*Problem requirements*. Return each line of the data below exactly, omitting any pictures.

*Dataset extract*.
..........

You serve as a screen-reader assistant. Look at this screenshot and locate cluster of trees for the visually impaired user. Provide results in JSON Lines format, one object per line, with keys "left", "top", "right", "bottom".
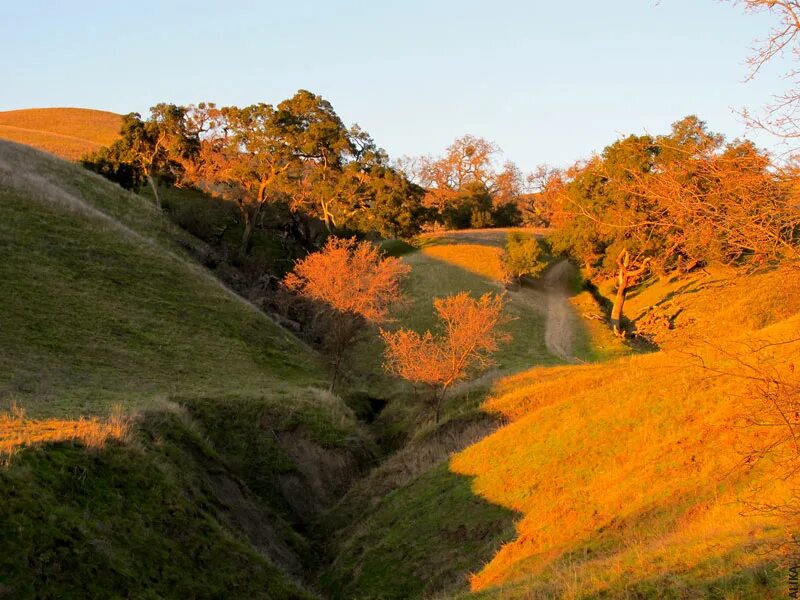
{"left": 549, "top": 115, "right": 798, "bottom": 275}
{"left": 81, "top": 104, "right": 197, "bottom": 209}
{"left": 398, "top": 135, "right": 552, "bottom": 229}
{"left": 541, "top": 115, "right": 799, "bottom": 333}
{"left": 84, "top": 93, "right": 560, "bottom": 264}
{"left": 83, "top": 91, "right": 432, "bottom": 257}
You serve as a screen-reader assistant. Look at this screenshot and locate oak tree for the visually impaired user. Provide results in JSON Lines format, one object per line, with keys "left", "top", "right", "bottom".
{"left": 610, "top": 249, "right": 650, "bottom": 336}
{"left": 83, "top": 104, "right": 196, "bottom": 209}
{"left": 276, "top": 90, "right": 366, "bottom": 231}
{"left": 400, "top": 135, "right": 524, "bottom": 228}
{"left": 188, "top": 102, "right": 297, "bottom": 256}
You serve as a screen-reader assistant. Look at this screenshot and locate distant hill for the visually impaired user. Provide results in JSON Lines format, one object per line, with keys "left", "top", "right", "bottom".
{"left": 0, "top": 107, "right": 121, "bottom": 160}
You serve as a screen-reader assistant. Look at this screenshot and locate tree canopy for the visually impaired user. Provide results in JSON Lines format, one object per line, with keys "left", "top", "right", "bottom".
{"left": 549, "top": 116, "right": 799, "bottom": 275}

..........

*Solution for this task*.
You serve as a screen-reader assistant. Look at this screenshot and locate cluster of trees for the visually impaired user. Provide results in JSON Lines format, one object per line, with keys "left", "top", "right", "bottom".
{"left": 549, "top": 115, "right": 798, "bottom": 275}
{"left": 81, "top": 104, "right": 197, "bottom": 209}
{"left": 398, "top": 135, "right": 552, "bottom": 229}
{"left": 541, "top": 115, "right": 799, "bottom": 333}
{"left": 84, "top": 93, "right": 560, "bottom": 264}
{"left": 83, "top": 91, "right": 432, "bottom": 257}
You serve as a screen-reader assistant. Look at this screenshot and locate oak tree for the visually impaired user. Provide results in JSON Lines format, one object per line, with keys "left", "top", "right", "bottom".
{"left": 610, "top": 249, "right": 650, "bottom": 336}
{"left": 83, "top": 104, "right": 196, "bottom": 209}
{"left": 276, "top": 90, "right": 366, "bottom": 231}
{"left": 400, "top": 135, "right": 524, "bottom": 228}
{"left": 188, "top": 102, "right": 297, "bottom": 256}
You serve as a screen-reader assistant. Look at this screenshot and locate distant hill for the visually impaired user. Provide results in JSON Lines format, one object per line, with keys "left", "top", "right", "bottom".
{"left": 0, "top": 107, "right": 121, "bottom": 160}
You serve as a screen-reader assistant. Look at this screenshot and locate tree canopy for the visually impaired user. Provide results in JSON Lines format, one object per line, with keys "left", "top", "right", "bottom".
{"left": 549, "top": 116, "right": 799, "bottom": 275}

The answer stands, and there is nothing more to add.